• Consigne A:
Recopiez sans rien y changer le passage de l'entretien qui commence par les mots contenant "On m'a plutôt" et se termine par "temps de travail ?".
• Consigne B:
Relevez tous les noms de lieux mentionnés dans l'entretien, dans l'ordre où ils apparaissent.

On m'a plutôt reproché le contraire : avoir conduit selon certains une politique trop orthodoxe ! Mais laissons tomber ce qui se dit et allons à l'essentiel : la vision keynésienne est beaucoup plus orientée vers l'expansion et la croissance que ne l'est la vision monétariste. Cette dernière, on la découvre enfin pour ce qu'elle est : malthusienne. Il nous faut revenir à Keynes. Mais le maniement de ses outils suppose un espace délimité et un pilotage compétent et unique. L'Europe n'en est malheureusement pas encore là.

Revenons aux quatre jours hebdomadaires. N'est-ce pas une utopie alors qu'en Allemagne on parle d'augmenter le temps de travail ?
Je rappelle d'abord que les Allemands travaillent moins que nous. Mais le problème n'est pas là. Qui parle de travailler moins ? Nous disons nous aussi : il faut travailler plus. Mais travailler plus, cela veut dire mettre au travail un plus grand nombre de Français.

Quand vous étiez à Matignon, vous ne parliez pas de réduction du temps de travail. Quand avez-vous été convaincu ?
Il y a un peu moins d'un an. A Matignon, le chômage a été ma préoccupation constante. 800 000 emplois ont été créés en deux ans et demi. Le chômage a diminué de 260 000. Ce résultat encourageant était dû à une croissance de 3 % et à mes différents plans pour l'emploi. Ma faute, ou mon excuse, c'est que j'étais satisfait de voir le chômage baisser de mois en mois. Lorsque la croissance a chuté, il a augmenté à nouveau. Le fait de quitter Matignon m'a donné une liberté intellectuelle plus grande. J'avais conscience du caractère déflagrant du chômage mais je n'avais pas encore mesuré que, même avec une gestion attentive de la croissance, il nous faudrait quinze ans pour traiter le problème. Or quand il devient facteur de délinquance et de désintégration de la cohésion sociale, on n'a pas ces quinze ans !

Vous avez dit au Bourget que les réductions du temps de travail devraient être assorties de réductions de revenu. Pouvez-vous être plus précis ?

[Extraits de données sur des zones étiquetées]

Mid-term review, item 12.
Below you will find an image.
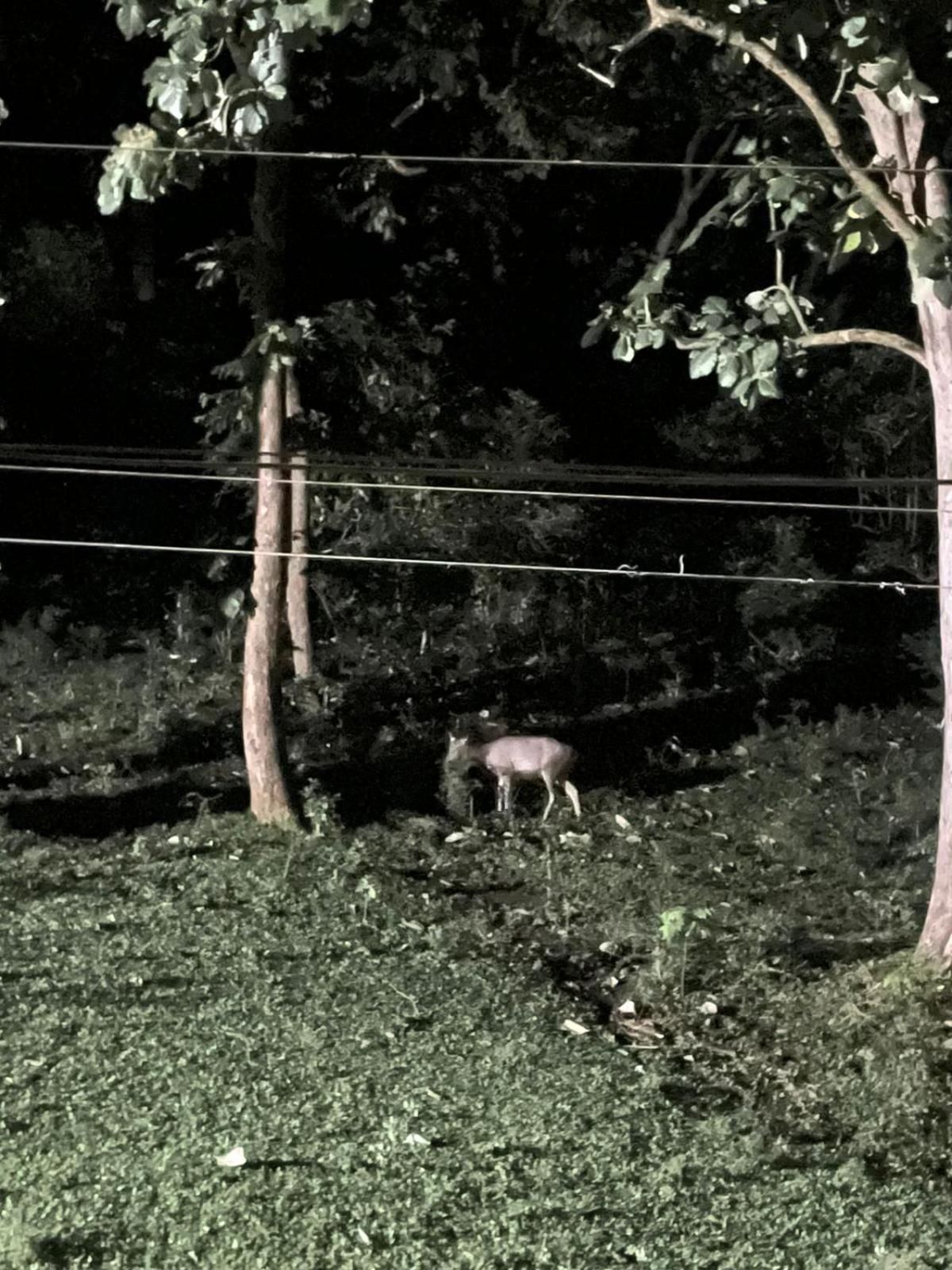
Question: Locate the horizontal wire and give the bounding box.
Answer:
[0,442,952,489]
[0,536,934,595]
[0,462,952,516]
[0,140,952,175]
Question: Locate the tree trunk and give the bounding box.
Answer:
[241,366,297,826]
[919,296,952,965]
[241,49,297,826]
[284,367,313,679]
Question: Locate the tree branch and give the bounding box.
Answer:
[645,0,919,249]
[793,326,929,371]
[651,125,738,260]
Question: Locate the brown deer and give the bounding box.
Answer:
[446,733,582,822]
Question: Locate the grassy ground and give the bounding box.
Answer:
[0,660,952,1270]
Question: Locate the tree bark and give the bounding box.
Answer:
[919,296,952,965]
[241,366,296,826]
[239,33,297,826]
[635,0,952,967]
[284,367,313,679]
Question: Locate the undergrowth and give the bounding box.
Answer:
[0,650,952,1270]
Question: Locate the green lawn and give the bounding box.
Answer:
[0,660,952,1270]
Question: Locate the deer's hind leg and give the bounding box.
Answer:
[562,781,582,817]
[541,772,555,824]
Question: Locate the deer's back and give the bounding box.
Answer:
[480,737,575,776]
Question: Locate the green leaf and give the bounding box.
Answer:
[766,174,797,203]
[612,330,635,362]
[751,339,781,375]
[97,167,125,216]
[717,349,740,389]
[116,0,146,40]
[846,195,873,221]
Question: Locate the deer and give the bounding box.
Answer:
[446,732,582,824]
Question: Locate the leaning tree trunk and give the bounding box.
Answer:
[284,367,313,679]
[919,296,952,965]
[241,364,296,824]
[241,42,297,824]
[855,87,952,965]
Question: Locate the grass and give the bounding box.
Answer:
[0,650,952,1270]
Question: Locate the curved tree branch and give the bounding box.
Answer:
[645,0,919,249]
[793,326,929,371]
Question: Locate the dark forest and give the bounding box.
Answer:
[0,0,952,1270]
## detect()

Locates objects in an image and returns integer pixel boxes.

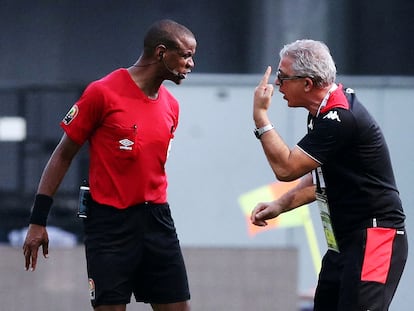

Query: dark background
[0,0,414,85]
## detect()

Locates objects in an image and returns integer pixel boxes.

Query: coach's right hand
[23,224,49,271]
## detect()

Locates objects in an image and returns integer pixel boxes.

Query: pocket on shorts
[151,204,175,231]
[361,227,396,284]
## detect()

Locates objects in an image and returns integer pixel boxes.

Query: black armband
[30,194,53,226]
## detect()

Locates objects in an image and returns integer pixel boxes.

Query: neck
[315,83,338,117]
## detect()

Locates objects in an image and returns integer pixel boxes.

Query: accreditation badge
[316,192,339,253]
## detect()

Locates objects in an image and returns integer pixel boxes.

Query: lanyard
[316,83,338,117]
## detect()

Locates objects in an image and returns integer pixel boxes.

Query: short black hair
[144,19,194,54]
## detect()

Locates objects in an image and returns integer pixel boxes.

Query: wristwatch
[254,124,274,139]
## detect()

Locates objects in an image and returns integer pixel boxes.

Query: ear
[155,44,167,61]
[304,78,313,91]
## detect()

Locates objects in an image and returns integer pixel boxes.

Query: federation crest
[62,104,79,125]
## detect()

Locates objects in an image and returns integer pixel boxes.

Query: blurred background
[0,0,414,311]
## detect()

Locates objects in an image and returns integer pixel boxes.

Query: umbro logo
[323,111,341,122]
[119,138,134,150]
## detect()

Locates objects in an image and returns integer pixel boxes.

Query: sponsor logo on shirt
[323,111,341,122]
[119,138,134,150]
[62,104,79,125]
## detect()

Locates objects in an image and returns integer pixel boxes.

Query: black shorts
[84,202,190,307]
[314,227,408,311]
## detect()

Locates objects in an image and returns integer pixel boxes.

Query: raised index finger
[259,66,272,86]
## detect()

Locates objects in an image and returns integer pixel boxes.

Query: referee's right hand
[23,224,49,271]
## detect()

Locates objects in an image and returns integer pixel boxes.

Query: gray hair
[279,39,336,87]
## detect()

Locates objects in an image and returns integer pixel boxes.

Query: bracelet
[30,194,53,227]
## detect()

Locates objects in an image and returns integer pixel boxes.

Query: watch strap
[254,124,274,139]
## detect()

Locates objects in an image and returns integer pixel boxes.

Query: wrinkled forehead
[176,35,197,53]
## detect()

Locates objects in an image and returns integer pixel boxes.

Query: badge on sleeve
[62,104,79,125]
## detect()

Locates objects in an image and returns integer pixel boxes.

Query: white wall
[167,74,414,310]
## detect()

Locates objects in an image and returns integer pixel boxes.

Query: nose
[187,57,195,68]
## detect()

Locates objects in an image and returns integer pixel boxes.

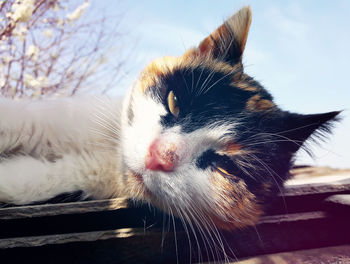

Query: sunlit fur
[0,7,339,258]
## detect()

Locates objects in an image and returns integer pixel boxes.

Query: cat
[0,7,339,230]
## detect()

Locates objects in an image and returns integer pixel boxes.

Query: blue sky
[92,0,350,167]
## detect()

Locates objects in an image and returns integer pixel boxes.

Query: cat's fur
[0,8,339,229]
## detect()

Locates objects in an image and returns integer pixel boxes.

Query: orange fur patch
[209,172,263,230]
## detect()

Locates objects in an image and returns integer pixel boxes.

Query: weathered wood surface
[0,198,130,220]
[0,178,350,220]
[232,245,350,264]
[0,167,350,264]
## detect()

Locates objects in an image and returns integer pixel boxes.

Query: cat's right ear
[194,6,252,65]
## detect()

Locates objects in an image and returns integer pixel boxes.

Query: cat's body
[0,97,126,204]
[0,8,338,229]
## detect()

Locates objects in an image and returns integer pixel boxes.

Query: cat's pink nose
[145,139,179,171]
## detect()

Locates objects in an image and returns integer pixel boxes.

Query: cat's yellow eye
[168,91,180,117]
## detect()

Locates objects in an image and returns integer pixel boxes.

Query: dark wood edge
[0,211,328,249]
[0,179,350,220]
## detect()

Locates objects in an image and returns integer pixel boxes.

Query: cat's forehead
[138,54,275,111]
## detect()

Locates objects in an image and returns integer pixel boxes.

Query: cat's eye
[212,162,232,176]
[168,91,180,117]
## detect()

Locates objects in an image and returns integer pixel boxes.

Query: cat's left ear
[196,6,252,65]
[278,111,340,153]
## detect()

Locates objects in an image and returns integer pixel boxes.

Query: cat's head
[122,7,338,229]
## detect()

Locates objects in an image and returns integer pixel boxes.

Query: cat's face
[122,5,337,229]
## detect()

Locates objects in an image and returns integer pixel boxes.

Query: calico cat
[0,7,339,229]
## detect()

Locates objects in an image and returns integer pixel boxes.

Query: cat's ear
[278,111,340,153]
[196,6,252,65]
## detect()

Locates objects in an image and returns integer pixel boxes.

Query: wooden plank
[0,198,130,220]
[0,179,350,220]
[0,209,350,263]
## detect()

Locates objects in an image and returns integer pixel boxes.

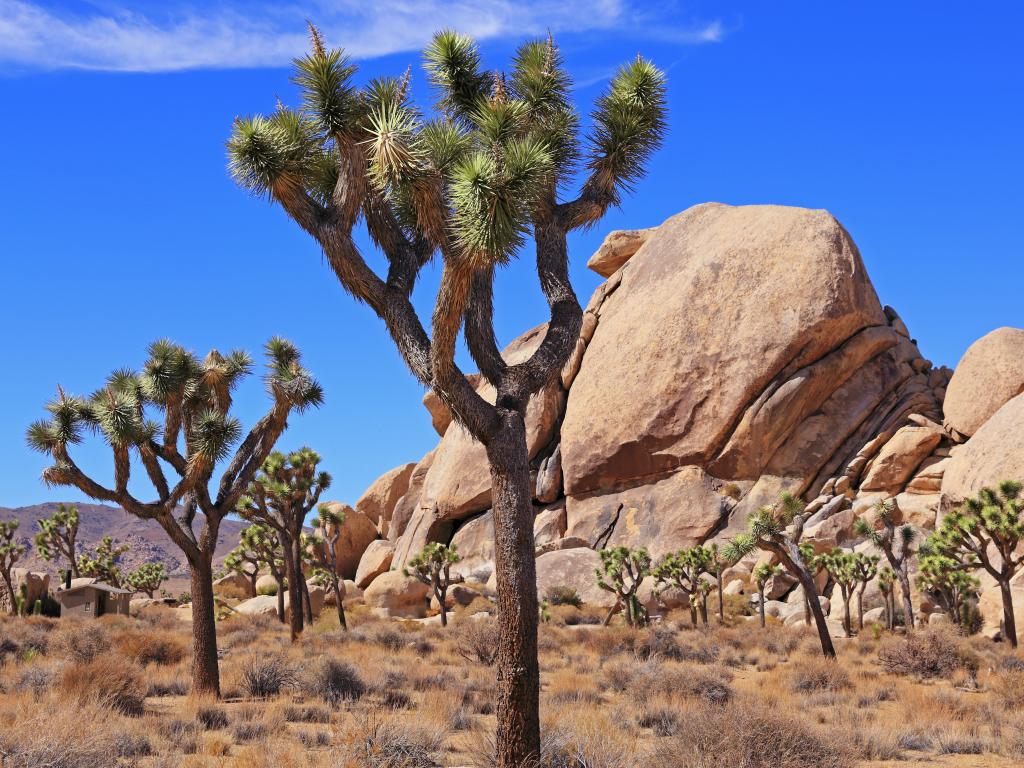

• Réponse attendue A:
On m'a plutôt reproché le contraire : avoir conduit selon certains une politique trop orthodoxe ! Mais laissons tomber ce qui se dit et allons à l'essentiel : la vision keynésienne est beaucoup plus orientée vers l'expansion et la croissance que ne l'est la vision monétariste. Cette dernière, on la découvre enfin pour ce qu'elle est : malthusienne. Il nous faut revenir à Keynes. Mais le maniement de ses outils suppose un espace délimité et un pilotage compétent et unique. L'Europe n'en est malheureusement pas encore là.

Revenons aux quatre jours hebdomadaires. N'est-ce pas une utopie alors qu'en Allemagne on parle d'augmenter le temps de travail ?

• Réponse attendue B:
- l'Europe
- l'Allemagne
- Matignon
- le Bourget